> [YOUR TASK]: Retrieve every line of the data holding the word "below".

> [AVAILABLE DATA]:
┌──
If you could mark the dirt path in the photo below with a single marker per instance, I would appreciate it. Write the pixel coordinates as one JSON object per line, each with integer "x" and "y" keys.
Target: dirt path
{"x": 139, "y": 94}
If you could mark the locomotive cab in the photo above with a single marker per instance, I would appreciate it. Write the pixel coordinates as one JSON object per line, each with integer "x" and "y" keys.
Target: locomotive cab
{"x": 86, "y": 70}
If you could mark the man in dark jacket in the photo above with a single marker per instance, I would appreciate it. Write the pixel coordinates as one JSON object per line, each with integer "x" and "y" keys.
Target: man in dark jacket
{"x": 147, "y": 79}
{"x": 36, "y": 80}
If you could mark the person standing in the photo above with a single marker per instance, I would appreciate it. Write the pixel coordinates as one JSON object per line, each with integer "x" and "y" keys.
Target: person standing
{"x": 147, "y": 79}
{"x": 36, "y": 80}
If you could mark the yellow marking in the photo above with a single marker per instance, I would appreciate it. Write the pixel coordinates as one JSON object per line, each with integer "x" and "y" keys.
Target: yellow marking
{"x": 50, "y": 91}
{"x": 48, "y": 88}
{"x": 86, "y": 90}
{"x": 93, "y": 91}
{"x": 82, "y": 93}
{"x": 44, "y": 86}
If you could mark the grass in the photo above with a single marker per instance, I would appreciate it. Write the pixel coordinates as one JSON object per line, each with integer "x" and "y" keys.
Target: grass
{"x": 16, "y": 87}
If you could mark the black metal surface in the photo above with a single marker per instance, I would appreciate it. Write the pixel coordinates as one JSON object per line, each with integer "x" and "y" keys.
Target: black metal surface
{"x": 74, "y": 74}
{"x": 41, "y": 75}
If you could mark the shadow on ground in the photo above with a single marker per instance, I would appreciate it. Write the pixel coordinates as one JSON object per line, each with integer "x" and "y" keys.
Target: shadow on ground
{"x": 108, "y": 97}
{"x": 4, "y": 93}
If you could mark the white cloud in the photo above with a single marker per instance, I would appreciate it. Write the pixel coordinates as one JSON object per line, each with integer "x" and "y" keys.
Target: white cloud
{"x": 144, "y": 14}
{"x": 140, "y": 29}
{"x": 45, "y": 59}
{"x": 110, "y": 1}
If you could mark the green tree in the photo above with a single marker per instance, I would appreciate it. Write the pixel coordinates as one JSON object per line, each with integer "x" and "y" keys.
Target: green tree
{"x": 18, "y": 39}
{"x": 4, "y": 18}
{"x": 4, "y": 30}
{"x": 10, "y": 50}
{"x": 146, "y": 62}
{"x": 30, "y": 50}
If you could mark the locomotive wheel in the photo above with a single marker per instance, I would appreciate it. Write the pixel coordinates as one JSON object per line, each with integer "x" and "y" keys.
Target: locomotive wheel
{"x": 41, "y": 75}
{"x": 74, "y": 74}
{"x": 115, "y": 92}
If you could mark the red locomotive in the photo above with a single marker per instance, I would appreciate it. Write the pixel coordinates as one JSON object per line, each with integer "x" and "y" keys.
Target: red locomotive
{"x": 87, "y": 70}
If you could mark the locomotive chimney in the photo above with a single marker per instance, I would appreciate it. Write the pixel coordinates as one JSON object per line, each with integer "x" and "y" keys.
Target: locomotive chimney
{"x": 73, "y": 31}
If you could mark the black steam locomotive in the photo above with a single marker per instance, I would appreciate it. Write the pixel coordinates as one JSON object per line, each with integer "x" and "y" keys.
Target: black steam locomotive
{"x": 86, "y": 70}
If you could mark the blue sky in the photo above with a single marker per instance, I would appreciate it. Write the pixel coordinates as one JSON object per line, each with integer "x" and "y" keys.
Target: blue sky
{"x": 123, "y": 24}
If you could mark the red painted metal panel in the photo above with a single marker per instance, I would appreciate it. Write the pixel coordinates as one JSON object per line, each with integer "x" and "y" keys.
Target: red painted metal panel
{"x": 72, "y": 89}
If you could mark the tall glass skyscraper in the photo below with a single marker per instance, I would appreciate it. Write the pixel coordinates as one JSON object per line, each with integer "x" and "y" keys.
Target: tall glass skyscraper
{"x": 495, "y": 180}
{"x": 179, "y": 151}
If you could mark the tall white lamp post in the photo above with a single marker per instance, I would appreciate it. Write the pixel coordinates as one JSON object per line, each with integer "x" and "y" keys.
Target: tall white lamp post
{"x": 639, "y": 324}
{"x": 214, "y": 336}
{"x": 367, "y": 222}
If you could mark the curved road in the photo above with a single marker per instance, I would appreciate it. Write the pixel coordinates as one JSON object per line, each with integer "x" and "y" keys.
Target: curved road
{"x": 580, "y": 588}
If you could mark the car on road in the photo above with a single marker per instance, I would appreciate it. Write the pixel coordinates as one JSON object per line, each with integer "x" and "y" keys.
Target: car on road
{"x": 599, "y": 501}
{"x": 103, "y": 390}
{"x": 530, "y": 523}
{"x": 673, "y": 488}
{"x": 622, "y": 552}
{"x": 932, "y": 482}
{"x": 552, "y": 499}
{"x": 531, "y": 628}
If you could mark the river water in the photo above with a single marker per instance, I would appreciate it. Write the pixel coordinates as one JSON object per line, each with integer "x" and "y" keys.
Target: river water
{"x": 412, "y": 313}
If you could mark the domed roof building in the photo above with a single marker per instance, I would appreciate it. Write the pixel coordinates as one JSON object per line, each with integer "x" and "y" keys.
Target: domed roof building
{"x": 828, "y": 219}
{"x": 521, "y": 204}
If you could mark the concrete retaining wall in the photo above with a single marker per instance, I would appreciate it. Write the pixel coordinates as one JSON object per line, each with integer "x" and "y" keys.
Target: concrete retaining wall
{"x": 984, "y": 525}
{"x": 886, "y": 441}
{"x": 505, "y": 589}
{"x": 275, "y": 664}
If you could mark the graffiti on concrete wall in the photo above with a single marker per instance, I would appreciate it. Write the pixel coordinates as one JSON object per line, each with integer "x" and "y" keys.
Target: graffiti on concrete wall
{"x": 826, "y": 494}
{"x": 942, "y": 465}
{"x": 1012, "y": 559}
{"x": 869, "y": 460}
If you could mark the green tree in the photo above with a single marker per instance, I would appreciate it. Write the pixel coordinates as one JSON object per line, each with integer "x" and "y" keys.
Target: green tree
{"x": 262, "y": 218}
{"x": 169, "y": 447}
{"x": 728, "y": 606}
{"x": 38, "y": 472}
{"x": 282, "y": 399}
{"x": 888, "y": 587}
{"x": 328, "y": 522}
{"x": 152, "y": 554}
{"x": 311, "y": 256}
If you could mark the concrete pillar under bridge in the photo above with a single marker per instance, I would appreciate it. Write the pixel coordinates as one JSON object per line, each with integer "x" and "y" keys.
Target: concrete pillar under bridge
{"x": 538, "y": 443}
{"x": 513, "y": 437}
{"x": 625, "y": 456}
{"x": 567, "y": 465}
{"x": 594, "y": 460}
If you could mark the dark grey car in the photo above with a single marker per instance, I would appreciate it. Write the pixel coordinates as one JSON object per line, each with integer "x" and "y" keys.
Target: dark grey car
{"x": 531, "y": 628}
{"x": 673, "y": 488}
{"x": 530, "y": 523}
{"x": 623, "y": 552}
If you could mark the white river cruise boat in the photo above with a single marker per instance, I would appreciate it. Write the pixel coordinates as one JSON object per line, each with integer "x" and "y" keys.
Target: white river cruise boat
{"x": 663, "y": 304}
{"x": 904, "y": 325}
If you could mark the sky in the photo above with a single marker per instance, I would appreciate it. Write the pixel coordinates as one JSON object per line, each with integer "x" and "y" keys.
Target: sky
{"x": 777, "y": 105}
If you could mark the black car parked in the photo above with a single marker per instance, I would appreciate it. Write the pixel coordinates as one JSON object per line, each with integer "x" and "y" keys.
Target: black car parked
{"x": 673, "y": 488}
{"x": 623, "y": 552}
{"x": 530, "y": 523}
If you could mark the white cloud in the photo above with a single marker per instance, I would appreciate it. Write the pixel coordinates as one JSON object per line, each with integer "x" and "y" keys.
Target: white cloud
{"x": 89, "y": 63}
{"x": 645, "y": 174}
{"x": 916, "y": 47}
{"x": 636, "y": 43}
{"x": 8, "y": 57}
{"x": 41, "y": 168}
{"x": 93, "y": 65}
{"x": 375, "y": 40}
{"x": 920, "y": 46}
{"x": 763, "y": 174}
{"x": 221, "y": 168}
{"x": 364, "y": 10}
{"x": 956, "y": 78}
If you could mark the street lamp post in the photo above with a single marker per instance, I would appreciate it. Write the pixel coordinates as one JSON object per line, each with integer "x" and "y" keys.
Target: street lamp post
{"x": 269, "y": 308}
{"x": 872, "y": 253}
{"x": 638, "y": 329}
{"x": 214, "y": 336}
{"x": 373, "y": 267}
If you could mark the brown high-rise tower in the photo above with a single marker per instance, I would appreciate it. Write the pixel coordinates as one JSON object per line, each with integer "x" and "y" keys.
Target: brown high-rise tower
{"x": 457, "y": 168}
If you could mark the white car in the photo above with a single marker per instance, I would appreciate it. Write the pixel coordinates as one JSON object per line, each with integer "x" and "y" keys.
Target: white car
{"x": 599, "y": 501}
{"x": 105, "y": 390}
└──
> [OUTPUT FOR THIS TASK]:
If you could mark the dirt path in the photo below with a single marker per instance, I would appreciate it. Write the pixel coordinates as one JSON object per line, each with integer "x" and "y" keys.
If you could mark the tall glass skyscraper in the photo below with a single marker per instance, I would appreciate it. Write the pixel coordinates as one JSON object per line, each with integer "x" and "y" keys.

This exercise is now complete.